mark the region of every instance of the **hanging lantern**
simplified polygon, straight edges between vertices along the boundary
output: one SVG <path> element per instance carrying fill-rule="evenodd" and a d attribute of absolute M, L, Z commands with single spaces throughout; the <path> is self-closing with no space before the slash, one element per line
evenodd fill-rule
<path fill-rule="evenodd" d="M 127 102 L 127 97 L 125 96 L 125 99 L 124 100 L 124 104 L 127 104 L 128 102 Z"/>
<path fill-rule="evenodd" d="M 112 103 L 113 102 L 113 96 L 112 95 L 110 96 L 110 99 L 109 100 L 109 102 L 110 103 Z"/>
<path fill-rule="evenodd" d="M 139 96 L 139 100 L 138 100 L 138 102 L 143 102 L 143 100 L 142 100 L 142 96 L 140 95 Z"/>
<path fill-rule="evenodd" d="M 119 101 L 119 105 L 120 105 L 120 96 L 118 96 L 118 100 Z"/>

============

Reproduce the stretch from the start of the records through the line containing "139 96 L 139", requests included, with every polygon coordinate in the answers multiplied by 1.55 and rounded to a whole number, halves rounded up. Leave the requests unchanged, and give only those lines.

Correct response:
mark the region of every instance of the **hanging lantern**
simplified polygon, straight edges between vertices along the boundary
output: one SVG <path> element per instance carrying fill-rule="evenodd" and a d attribute of absolute M, L, Z commands with single spaces throughout; the <path> is self-closing with no space before the slash, one element per line
evenodd fill-rule
<path fill-rule="evenodd" d="M 197 158 L 197 150 L 194 149 L 194 153 L 192 155 L 192 161 L 197 161 L 198 158 Z"/>
<path fill-rule="evenodd" d="M 174 160 L 175 158 L 175 149 L 174 147 L 171 149 L 171 153 L 169 155 L 169 158 L 171 160 Z"/>
<path fill-rule="evenodd" d="M 215 149 L 215 155 L 214 155 L 214 158 L 222 158 L 222 155 L 220 155 L 220 149 L 217 147 Z"/>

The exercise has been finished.